Un rapport sur « le pain de la colère » au Maghreb (volet 1)

Alors que l’ère des grandes famines semblait révolue au Maghreb, la crise ukrainienne rappelle combien la région est exposée aux menaces de pénuries alimentaires. La raréfaction du blé a provoqué une forte inflation et détérioré le climat social. Les populations sont partagées entre résilience, accablement et colère.  

Pierre Boussel, éditorialiste et chercheur associé à la Fondation pour la recherche stratégique (FRS) dont les travaux portent sur les groupes armés dans le monde arabe et l’islam radical a publié un rapport fort instructif sur « Le pain de la colère : inflations et pénuries au Maghreb »

Voici les principaux extraits de ce travail précis et rigoureux, au ras des étals des marchés maghrébins, qui donne la mesure de la crise actuelle.

                                                            La rédaction de Mondafrique 

UN PEU D’HISTOIRE.
■ ■ ■
Consignes
**1.** Recopiez le texte source en commençant par « Voici les principaux » et en allant jusqu'à « UN PEU D’HISTOIRE. », puis substituez « situation actuelle » à « crise actuelle ».
**2.** D'après le texte source, la raréfaction de quel produit a provoqué une forte inflation au Maghreb ?
Les entrées qui suivent proviennent d'une source distincte du texte source.

Annotations par points:
■ ■ ■
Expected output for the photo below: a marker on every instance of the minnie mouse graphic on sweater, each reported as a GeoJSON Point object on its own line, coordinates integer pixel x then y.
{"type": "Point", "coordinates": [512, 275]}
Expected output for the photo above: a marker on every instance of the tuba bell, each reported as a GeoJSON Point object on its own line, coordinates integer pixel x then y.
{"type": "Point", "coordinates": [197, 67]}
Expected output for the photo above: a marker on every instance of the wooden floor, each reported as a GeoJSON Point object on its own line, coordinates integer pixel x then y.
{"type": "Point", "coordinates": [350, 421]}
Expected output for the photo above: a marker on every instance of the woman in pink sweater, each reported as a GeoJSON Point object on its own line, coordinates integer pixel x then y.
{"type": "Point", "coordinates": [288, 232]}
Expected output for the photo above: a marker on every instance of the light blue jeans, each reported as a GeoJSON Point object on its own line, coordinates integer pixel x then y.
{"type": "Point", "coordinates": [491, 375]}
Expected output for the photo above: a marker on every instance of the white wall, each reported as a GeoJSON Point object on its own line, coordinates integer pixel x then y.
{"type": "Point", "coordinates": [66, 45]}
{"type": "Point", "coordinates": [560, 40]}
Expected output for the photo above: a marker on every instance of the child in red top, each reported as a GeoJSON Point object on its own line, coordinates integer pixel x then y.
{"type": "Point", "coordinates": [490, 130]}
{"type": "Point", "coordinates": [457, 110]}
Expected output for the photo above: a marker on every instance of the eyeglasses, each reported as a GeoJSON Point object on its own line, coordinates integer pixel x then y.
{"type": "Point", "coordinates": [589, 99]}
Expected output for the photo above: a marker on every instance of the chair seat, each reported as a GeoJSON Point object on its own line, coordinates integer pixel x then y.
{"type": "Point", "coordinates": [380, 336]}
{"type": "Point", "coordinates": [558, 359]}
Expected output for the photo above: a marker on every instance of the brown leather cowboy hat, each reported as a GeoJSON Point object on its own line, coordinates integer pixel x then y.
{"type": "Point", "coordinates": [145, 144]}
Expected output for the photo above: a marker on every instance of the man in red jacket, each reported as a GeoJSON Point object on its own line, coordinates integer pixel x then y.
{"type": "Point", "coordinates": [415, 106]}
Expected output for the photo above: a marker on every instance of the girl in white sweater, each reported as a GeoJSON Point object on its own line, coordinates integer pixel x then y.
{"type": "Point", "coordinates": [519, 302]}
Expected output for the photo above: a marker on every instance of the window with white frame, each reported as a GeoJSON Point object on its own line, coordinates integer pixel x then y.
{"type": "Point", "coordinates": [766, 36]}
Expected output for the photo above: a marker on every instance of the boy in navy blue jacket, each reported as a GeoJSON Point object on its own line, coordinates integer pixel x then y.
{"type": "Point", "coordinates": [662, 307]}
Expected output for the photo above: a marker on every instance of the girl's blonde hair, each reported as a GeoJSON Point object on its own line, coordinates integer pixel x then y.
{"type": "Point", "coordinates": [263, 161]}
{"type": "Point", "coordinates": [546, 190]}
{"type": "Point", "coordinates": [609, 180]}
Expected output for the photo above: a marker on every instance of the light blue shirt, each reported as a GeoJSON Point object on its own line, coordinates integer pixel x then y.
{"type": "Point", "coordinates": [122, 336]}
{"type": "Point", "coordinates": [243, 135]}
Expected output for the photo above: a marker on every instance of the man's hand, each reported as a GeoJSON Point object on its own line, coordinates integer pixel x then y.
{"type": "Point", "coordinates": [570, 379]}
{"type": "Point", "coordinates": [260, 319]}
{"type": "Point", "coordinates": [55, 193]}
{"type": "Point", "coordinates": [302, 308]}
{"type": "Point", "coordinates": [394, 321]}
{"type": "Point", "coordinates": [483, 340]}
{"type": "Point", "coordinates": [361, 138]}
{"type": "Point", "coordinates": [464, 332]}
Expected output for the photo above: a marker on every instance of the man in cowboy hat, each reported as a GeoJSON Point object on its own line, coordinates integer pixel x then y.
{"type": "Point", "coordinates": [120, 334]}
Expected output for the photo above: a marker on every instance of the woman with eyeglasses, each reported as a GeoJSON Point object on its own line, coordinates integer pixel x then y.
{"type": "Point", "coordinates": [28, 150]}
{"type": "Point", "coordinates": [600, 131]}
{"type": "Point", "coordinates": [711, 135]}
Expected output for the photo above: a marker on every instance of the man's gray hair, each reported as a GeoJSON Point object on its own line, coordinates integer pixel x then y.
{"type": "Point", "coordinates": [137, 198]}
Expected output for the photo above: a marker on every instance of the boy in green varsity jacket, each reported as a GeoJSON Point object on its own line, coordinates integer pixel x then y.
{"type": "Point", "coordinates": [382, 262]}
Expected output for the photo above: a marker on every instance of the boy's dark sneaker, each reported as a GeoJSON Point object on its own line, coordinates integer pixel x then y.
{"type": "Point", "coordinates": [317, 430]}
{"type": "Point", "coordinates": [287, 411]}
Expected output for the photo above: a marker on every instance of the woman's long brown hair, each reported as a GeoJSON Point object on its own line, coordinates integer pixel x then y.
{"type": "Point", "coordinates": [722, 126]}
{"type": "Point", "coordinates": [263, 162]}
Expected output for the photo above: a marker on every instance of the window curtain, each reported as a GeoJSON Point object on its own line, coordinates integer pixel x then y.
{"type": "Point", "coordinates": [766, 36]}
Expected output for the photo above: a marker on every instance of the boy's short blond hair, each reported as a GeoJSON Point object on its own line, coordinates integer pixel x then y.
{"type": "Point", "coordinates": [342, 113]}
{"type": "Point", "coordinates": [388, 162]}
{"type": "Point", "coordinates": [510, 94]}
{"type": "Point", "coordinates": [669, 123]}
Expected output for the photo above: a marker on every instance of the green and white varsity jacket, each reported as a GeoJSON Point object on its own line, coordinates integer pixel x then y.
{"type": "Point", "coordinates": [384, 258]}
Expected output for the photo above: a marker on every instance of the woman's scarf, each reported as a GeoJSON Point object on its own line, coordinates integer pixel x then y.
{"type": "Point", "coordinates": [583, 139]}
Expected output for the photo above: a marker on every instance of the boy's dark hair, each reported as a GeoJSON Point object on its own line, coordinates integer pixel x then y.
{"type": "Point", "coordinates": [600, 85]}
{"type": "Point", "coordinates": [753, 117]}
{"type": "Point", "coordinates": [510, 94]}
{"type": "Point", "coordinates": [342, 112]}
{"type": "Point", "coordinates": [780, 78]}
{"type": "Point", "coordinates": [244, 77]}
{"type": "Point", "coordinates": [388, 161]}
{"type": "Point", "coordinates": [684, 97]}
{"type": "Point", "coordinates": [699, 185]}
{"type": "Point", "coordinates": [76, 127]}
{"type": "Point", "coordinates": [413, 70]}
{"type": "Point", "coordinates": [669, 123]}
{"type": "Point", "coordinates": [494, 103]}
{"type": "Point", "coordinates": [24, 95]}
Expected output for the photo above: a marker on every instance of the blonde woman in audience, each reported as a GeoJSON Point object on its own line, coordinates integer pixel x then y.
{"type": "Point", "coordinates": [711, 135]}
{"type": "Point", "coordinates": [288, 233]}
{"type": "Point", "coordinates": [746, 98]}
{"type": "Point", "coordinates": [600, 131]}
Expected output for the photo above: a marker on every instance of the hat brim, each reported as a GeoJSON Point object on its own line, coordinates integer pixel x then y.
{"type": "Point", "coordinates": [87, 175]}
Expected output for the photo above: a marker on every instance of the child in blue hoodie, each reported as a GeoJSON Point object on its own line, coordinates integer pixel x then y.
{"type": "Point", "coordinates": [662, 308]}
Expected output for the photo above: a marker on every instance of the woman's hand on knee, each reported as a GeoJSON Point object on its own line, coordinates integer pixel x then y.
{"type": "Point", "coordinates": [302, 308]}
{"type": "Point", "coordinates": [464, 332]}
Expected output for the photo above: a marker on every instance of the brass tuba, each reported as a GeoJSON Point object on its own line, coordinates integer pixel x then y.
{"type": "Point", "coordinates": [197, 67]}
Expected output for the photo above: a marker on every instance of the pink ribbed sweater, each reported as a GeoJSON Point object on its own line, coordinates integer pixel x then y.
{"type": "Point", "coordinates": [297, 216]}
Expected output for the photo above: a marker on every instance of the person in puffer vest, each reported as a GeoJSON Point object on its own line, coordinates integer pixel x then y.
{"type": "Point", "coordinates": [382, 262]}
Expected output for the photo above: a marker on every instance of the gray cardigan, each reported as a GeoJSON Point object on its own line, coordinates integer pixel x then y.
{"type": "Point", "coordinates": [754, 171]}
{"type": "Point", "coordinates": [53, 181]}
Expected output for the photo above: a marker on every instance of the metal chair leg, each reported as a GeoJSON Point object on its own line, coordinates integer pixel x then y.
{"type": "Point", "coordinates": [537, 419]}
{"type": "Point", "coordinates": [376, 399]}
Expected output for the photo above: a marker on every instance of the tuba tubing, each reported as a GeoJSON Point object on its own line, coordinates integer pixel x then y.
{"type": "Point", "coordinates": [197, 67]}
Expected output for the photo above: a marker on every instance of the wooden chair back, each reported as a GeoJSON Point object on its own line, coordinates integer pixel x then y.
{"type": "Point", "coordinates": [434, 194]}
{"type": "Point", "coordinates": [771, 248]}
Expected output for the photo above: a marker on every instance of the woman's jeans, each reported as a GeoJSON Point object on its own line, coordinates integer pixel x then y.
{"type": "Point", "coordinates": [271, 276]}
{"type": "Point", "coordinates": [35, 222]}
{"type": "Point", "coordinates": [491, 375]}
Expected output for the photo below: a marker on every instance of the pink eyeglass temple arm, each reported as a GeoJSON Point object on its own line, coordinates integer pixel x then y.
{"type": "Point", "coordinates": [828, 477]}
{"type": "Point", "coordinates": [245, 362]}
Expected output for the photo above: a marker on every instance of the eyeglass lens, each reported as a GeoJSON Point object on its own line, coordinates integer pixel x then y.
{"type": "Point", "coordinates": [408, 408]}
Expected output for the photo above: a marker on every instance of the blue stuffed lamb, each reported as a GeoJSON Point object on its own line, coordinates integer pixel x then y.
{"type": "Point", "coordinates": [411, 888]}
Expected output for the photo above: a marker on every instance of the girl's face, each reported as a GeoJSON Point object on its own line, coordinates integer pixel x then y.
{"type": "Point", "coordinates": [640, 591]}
■ ■ ■
Corrigé des exercices
**1.**
Voici les principaux extraits de ce travail précis et rigoureux, au ras des étals des marchés maghrébins, qui donne la mesure de la situation actuelle.

                                                            La rédaction de Mondafrique 

UN PEU D’HISTOIRE.

**2.** Le blé.